**Exercise description**.
Pull out every line in the material below that contains the word "steam", matching case exactly. Copy each of those lines unchanged.

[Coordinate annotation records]
__________

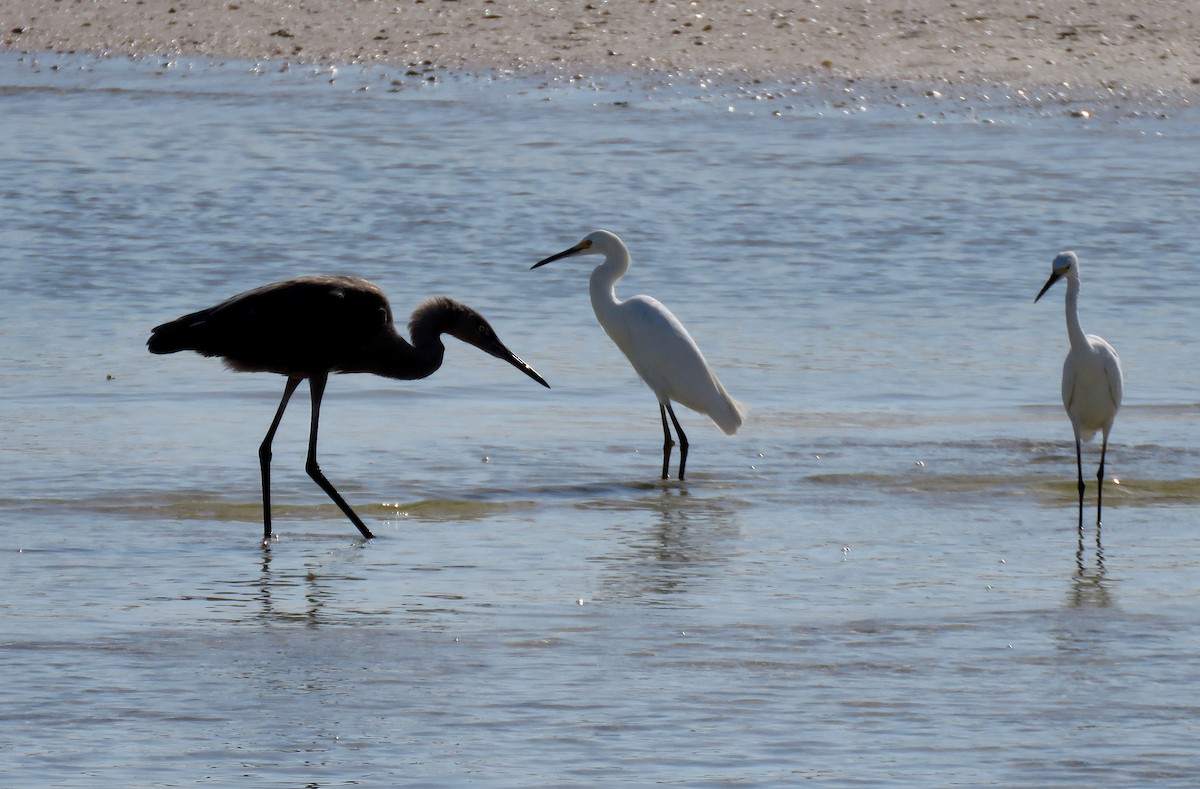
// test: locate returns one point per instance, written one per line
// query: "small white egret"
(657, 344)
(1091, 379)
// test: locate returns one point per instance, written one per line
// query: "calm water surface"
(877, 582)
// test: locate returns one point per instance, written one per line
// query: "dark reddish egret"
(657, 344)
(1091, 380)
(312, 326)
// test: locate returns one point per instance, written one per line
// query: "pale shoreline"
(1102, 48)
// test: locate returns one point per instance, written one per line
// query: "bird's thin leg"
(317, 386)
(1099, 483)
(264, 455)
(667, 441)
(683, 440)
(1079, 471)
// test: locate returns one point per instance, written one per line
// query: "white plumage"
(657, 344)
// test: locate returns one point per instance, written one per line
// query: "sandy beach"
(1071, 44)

__________

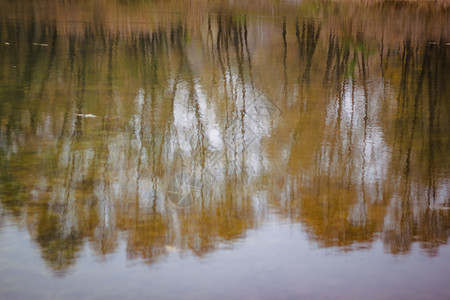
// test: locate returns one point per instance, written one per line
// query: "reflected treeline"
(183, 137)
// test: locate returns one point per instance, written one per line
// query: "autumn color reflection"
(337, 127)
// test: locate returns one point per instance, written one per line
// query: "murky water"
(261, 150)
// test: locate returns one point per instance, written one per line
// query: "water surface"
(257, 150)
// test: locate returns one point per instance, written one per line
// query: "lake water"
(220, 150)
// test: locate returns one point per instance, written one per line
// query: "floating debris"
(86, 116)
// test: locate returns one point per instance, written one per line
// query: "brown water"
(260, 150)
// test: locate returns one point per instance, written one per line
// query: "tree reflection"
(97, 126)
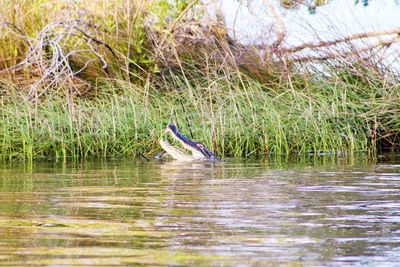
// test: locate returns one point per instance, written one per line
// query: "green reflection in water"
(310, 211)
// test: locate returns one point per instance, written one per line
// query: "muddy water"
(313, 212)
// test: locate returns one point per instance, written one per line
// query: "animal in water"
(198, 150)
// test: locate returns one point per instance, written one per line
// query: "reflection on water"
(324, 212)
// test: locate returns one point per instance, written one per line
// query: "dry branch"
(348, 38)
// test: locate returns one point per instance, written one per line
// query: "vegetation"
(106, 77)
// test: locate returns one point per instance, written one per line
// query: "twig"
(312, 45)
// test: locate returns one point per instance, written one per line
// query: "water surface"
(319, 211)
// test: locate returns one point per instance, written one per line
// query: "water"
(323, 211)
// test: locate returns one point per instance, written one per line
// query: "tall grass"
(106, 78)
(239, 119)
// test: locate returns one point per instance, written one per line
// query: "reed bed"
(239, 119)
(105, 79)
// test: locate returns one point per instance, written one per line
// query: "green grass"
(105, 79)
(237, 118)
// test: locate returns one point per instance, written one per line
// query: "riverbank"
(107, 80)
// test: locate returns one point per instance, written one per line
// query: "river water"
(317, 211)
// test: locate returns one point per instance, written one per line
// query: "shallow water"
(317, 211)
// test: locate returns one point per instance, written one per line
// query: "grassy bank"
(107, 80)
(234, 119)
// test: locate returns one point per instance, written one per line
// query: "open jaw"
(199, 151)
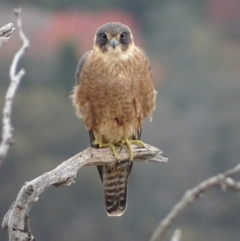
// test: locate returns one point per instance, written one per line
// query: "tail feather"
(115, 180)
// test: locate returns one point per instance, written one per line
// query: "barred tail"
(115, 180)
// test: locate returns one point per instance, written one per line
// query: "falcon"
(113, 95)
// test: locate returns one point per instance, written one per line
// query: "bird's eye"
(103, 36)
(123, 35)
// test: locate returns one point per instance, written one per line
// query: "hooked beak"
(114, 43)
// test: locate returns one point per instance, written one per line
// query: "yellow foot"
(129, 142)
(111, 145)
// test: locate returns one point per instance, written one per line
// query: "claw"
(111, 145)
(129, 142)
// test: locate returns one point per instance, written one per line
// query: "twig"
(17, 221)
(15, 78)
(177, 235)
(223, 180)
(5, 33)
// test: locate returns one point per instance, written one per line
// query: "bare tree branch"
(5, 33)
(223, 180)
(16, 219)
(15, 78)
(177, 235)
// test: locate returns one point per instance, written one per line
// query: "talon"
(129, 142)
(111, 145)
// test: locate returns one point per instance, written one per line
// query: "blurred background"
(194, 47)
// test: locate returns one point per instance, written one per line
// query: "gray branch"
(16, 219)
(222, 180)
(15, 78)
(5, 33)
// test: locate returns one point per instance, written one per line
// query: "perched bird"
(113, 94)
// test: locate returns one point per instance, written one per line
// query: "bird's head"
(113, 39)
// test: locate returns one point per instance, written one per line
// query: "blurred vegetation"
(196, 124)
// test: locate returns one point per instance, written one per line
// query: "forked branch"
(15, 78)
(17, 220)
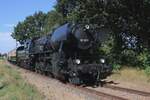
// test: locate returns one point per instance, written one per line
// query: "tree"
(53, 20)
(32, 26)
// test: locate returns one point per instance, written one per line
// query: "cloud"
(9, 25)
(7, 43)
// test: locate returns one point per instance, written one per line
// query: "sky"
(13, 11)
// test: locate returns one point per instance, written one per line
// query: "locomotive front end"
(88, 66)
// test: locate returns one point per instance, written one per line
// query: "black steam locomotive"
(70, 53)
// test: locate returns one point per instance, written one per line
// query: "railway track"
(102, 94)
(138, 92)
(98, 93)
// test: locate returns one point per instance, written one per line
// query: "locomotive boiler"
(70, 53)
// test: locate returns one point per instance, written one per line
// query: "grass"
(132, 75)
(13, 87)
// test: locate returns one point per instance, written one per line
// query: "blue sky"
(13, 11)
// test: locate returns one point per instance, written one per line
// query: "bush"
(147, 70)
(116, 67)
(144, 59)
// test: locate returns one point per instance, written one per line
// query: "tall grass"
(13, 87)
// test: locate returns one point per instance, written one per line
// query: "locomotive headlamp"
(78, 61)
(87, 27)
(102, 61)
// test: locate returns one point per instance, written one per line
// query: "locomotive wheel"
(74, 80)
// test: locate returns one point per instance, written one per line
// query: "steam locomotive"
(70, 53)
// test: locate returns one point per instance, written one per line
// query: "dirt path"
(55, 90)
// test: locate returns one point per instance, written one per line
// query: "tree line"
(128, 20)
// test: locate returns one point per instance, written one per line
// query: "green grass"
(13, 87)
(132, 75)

__________

**Answer for this exercise**.
// query: "black steam locomotive"
// query: "steam locomotive"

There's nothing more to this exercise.